Reading passage ▸
┏━━
3. Call Me by Your Name – C. Nice. It’s intelligent and elegant. A crowd pleaser – not any crowd, mind you, but then again, those who are pleased by it wouldn’t want to be considered part of any crowd, would they?
4. Get Out – C. A clever little piece. The way it blends the vastly different genres into one coherent narrative is interesting if not always fully satisfying. A pleasant surprise.
5. Three Billboards Outside Ebbing, Missouri – C. It is Smart! It is Urgent! It is Current! And it has the benefit of having a great cast which too often saves it from its own Smartness(!), Urgency(!), Currn… you get my point.
6. The Shape of Water – C. I should have ranked it higher, I guess, but this placement reflects my disappointment with missed opportunities and quite a few too many hosannas I stumbled upon. For all its splendor, it felt too calculated to me.
7. The Post – D. From what I learn, it started its life as a script about Katharine Graham and then it was (un)fortunate enough to be liked by Spielberg, who decide to man it up and make it more important, more urgent, more relevant than just a story of this particular woman. A pity, since it became a pedestrian take on a semi major historical event.
8. Dunkirk – D. Was it very efficient, even flamboyant, piece of Cinema making? Yes, I guess. Did it truly make me interested in what it was there to tell me? Not really.
9. Darkest Hour – F. Truly bad – as a film, as a history lesson and as far as I’m concerned, as a flag waving pep talk (or rather shout and yell).

Best Director
1. Paul Thomas Anderson – A. His nomination was kind of surprising, since he and his film don’t have the kind of required “Award narrative” like the others on this list do. He’s here purely because his talent and vision were too obvious to ignore. How strange.
2. Greta Gerwig – C. It’s the oldest, corniest narrative – a young director makes a film which follows very closely a personal coming of age story of her own. She might not be Truffaut quite yet, but she certainly has her own voice.
3. Jordan Peele – C. A relatively young Black director makes a small genre film which strikes a chord for alluding to Black Lives Matter. I like this narrative.
4. Guillermo del Toro – C. The other POC on this list, and his film invites us to read it as a fable about the way the coalition of the under-privileged can take on the system. Ok. But what it has to say is rather too obvious and not of the same level of the otherwise confident film making displayed here.
┗━━
Set problem 1 ▸
Reproduce word for word the stretch of the film rankings from "2. Greta Gerwig" through "her own voice.".

Recorded data ▸
┏━━
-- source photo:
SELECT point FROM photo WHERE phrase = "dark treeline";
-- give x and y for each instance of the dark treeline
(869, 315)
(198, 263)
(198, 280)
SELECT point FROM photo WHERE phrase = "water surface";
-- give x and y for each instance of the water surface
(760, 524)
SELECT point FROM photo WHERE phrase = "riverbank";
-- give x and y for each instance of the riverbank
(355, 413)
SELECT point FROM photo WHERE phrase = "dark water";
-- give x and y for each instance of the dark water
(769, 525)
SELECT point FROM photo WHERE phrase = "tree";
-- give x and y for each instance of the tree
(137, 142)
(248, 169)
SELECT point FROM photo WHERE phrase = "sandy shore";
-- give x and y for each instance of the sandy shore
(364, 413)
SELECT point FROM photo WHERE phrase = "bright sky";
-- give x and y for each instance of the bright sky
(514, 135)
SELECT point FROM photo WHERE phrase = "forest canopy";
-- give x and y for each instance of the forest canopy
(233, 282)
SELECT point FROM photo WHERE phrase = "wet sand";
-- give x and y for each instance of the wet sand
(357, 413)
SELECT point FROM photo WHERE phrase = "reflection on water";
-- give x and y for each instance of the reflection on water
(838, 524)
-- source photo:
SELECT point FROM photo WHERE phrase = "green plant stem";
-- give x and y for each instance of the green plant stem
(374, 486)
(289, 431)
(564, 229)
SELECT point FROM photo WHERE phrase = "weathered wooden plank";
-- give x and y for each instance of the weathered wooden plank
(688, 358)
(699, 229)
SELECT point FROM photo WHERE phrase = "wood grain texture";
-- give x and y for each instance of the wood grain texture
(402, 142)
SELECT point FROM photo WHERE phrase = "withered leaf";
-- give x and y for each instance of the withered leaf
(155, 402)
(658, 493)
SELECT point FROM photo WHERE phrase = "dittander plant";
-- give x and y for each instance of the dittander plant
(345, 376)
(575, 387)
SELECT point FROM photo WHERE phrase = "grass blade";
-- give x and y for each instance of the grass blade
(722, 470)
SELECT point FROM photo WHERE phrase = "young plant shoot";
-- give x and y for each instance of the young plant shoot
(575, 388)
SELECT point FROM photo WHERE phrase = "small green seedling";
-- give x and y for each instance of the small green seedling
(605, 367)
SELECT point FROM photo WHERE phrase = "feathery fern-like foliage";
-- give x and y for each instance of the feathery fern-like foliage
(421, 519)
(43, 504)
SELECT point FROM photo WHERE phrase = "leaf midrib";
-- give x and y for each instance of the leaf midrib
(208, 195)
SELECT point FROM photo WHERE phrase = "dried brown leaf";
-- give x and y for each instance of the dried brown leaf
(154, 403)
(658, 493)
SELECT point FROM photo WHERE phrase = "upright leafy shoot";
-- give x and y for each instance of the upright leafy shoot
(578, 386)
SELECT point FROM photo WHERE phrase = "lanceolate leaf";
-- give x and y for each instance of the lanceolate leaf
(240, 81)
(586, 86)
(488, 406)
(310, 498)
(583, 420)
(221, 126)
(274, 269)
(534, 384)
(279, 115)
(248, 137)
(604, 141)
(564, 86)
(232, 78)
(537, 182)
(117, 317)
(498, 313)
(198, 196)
┗━━
┏━━
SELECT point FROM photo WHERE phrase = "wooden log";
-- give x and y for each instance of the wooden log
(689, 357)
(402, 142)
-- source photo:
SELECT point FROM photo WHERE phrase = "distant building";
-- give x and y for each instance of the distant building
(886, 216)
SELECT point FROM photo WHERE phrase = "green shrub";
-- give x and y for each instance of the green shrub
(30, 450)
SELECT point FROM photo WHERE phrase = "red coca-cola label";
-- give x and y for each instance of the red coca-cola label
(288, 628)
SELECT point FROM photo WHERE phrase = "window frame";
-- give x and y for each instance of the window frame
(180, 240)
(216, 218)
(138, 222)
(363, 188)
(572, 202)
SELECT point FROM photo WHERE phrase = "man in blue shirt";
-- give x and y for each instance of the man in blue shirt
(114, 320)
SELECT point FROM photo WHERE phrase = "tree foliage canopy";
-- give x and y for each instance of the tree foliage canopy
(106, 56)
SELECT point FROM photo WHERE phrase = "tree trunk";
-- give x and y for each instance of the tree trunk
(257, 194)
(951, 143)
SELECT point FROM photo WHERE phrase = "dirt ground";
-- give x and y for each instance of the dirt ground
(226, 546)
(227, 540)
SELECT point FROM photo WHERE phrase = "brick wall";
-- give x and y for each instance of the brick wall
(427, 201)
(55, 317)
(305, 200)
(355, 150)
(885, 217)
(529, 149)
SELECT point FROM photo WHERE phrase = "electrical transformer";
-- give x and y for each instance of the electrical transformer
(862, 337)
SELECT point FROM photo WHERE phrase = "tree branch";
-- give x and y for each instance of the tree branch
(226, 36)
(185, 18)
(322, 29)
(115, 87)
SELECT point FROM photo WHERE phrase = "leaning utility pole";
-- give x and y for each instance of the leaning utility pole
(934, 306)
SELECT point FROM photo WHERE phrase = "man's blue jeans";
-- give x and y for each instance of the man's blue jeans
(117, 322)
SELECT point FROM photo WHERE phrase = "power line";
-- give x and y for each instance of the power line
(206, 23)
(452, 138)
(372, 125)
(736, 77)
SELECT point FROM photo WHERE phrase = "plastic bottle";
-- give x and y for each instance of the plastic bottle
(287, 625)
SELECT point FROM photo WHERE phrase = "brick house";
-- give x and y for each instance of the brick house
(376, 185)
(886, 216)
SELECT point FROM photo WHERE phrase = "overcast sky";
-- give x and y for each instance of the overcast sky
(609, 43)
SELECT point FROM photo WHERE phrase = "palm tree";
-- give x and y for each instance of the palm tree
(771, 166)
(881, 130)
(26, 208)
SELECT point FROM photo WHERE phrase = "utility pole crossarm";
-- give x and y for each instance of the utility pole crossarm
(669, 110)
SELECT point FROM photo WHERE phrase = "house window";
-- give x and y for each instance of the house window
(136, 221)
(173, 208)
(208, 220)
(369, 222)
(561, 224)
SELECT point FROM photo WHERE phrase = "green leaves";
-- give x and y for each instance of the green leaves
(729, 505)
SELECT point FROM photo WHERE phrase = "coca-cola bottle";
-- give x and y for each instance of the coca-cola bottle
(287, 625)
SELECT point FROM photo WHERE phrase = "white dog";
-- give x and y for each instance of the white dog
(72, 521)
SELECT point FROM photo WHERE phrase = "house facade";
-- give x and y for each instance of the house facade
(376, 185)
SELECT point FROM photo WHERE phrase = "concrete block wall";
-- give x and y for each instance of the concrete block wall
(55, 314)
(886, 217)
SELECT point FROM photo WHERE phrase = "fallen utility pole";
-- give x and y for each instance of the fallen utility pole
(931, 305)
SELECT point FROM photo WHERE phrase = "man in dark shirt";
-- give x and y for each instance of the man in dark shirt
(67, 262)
┗━━
Set problem 2 ▸
Please select every line of the records that contains the string "crossarm", treating uppercase and lowercase as different.

Output 1 ▸
2. Greta Gerwig – C. It’s the oldest, corniest narrative – a young director makes a film which follows very closely a personal coming of age story of her own. She might not be Truffaut quite yet, but she certainly has her own voice.

Output 2 ▸
SELECT point FROM photo WHERE phrase = "utility pole crossarm";
-- give x and y for each instance of the utility pole crossarm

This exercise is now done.